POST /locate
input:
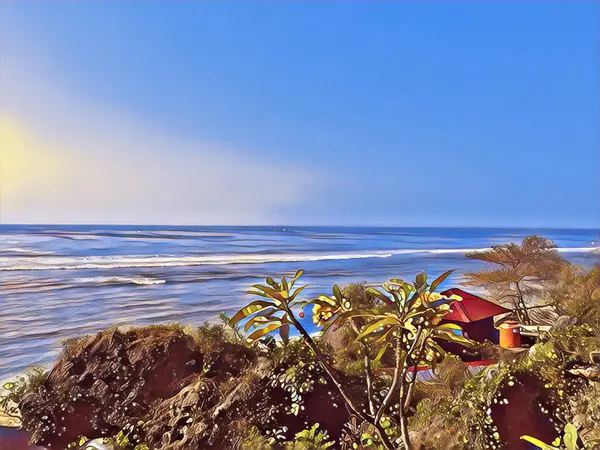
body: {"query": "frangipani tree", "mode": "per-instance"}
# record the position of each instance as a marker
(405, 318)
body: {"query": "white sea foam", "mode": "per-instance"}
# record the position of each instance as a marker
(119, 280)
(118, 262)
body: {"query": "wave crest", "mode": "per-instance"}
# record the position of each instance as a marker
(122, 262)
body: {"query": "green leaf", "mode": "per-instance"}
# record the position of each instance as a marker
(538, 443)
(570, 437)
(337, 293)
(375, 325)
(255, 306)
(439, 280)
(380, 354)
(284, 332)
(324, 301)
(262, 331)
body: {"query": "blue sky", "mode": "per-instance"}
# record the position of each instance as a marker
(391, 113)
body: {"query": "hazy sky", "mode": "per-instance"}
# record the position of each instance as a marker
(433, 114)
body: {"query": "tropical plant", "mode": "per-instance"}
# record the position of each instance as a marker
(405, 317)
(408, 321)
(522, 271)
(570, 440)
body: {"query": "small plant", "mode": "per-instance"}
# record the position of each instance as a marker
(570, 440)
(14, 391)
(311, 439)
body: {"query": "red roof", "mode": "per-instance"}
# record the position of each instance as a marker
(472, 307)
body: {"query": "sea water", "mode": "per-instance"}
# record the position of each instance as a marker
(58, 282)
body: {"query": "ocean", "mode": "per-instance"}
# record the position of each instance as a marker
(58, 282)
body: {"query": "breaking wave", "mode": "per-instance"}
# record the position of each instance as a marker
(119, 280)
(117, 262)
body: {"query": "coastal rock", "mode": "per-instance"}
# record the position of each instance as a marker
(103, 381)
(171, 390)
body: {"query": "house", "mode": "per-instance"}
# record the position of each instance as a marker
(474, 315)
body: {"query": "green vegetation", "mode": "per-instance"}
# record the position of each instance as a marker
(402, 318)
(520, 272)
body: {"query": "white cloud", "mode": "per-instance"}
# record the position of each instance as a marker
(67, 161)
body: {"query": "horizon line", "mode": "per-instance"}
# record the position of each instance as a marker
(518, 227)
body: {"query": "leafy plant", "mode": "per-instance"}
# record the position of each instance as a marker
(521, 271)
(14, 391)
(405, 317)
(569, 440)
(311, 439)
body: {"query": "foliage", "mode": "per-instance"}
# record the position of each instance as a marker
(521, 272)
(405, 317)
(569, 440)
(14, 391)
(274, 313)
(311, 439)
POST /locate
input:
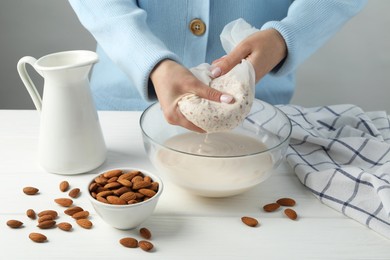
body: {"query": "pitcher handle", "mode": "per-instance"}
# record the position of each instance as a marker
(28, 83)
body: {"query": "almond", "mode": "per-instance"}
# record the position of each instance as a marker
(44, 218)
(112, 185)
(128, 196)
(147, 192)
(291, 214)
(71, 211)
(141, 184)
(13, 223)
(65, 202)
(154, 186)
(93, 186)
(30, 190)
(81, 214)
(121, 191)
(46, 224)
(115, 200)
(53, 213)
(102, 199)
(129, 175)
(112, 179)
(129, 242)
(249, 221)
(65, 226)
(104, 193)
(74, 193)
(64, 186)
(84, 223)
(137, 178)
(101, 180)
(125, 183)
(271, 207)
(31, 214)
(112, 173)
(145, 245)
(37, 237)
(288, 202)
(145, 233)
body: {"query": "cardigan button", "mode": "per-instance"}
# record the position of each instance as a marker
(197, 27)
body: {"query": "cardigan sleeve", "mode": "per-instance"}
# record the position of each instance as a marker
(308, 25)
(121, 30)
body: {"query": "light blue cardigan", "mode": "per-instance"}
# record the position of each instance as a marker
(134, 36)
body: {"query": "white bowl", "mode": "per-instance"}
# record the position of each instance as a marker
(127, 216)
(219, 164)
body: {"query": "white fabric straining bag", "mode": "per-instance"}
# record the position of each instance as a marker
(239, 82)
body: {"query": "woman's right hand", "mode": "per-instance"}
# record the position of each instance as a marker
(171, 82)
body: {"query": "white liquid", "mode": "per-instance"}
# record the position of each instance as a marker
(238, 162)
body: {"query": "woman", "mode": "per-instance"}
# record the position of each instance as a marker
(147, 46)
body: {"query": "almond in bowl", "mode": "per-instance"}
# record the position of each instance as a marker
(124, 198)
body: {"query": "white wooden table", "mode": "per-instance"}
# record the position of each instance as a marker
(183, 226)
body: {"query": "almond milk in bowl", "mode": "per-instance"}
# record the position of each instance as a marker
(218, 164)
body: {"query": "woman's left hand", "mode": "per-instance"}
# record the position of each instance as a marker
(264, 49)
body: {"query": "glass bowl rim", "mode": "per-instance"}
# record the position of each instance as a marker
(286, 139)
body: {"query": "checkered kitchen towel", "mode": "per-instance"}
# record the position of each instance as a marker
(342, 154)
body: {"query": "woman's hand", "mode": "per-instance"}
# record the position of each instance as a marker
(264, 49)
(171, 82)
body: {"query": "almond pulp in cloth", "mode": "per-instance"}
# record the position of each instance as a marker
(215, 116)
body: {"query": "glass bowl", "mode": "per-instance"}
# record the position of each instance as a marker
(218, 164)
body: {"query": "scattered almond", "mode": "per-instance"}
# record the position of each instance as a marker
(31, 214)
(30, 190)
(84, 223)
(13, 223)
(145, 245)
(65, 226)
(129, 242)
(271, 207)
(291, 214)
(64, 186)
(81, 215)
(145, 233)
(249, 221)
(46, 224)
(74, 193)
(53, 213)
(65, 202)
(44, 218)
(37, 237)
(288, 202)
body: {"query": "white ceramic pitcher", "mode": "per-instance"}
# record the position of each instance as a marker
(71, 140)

▬▬▬▬▬▬▬▬▬▬

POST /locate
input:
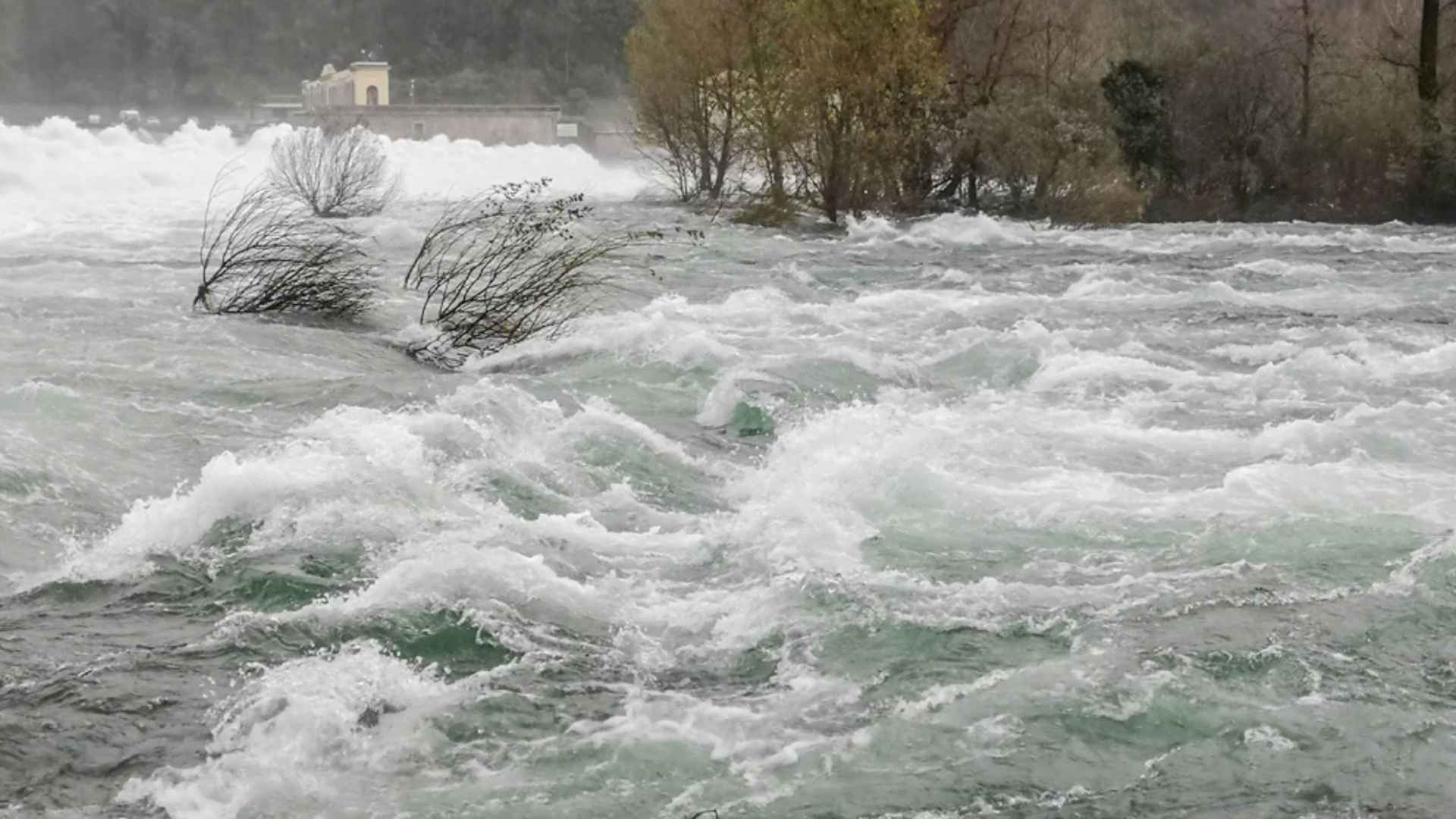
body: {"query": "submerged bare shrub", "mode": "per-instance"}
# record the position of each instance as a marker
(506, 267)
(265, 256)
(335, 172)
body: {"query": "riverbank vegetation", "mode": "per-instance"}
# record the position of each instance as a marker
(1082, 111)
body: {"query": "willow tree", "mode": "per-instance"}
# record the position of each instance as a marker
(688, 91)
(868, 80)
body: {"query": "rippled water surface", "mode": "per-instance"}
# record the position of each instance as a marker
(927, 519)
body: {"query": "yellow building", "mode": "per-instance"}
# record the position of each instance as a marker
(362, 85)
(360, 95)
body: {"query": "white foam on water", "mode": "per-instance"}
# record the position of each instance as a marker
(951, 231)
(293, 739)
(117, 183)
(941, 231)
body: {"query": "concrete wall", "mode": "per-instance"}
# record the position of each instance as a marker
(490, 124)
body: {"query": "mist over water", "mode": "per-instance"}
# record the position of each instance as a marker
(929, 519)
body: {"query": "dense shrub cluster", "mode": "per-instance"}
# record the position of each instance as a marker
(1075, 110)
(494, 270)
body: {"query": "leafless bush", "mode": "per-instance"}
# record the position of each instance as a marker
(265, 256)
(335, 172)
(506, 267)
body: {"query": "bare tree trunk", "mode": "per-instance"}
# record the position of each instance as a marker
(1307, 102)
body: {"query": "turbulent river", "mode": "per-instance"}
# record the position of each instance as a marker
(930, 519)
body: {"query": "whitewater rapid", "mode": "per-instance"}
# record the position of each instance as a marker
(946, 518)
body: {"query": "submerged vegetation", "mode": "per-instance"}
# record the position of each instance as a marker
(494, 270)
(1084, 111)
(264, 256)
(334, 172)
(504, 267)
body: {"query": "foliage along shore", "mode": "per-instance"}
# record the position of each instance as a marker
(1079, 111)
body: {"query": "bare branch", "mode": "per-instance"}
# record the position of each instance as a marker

▬▬▬▬▬▬▬▬▬▬

* [EXERCISE PROMPT]: Extract every line of the entries above that contains the string "submerged", treating uppercase and lowercase letters as different.

* [SOLVED PROBLEM]:
body: {"query": "submerged bare shrub", "mode": "per-instance"}
body: {"query": "submerged vegetation", "mode": "per-instance"}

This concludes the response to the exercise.